Substitute "Coordinates" for each "Keypoints" in the entries from the line with "Note: pick out every instance of the dog's head" through the end of the entries. Reproduce only those lines, with everything else unchanged.

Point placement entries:
^^^^^^^^

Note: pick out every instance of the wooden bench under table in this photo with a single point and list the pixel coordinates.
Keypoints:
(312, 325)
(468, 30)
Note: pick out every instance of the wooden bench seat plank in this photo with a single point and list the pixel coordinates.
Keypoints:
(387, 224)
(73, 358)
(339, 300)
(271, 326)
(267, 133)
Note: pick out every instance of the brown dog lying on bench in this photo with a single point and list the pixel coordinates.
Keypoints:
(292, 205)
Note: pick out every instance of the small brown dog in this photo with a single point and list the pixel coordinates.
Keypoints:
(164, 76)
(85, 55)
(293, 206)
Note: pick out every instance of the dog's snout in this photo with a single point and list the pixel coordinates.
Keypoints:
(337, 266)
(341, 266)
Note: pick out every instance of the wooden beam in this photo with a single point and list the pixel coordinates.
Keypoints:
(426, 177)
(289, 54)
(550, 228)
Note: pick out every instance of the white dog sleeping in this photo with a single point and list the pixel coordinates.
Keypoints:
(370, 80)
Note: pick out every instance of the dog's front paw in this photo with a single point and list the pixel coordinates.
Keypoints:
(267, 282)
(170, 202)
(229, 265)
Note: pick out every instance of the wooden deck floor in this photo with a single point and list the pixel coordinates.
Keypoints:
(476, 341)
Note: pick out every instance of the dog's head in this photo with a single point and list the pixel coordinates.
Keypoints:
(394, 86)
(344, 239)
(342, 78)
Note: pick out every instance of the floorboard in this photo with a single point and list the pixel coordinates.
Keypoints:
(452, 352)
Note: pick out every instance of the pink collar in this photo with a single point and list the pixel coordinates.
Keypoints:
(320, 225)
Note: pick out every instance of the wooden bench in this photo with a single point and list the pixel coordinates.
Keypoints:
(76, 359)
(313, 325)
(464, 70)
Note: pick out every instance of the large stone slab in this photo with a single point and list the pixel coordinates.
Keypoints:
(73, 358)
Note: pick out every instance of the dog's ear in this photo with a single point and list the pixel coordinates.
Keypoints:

^^^^^^^^

### Result below
Note: pick out every instance of the dog's head in this photo with a single point and list the pixel coordinates.
Coordinates:
(394, 86)
(344, 239)
(342, 78)
Note: pick out every instance of the floorboard in this photo with a single point and list the pixel coordinates.
Coordinates:
(452, 352)
Note: pick out every instance of the pink collar in this photo with a single point and list the pixel coordinates.
Coordinates:
(320, 225)
Note: pick out every instance of the wooden bench in this photo with a single point and list the pixel coordinates.
Coordinates:
(76, 359)
(313, 325)
(464, 70)
Note: pick out every instance of the large stone slab in this photo with a single point and list the pixel coordinates.
Coordinates:
(73, 358)
Note: pick out every instance of the dog's ear in this photo with a single point and list the pixel coordinates.
Coordinates:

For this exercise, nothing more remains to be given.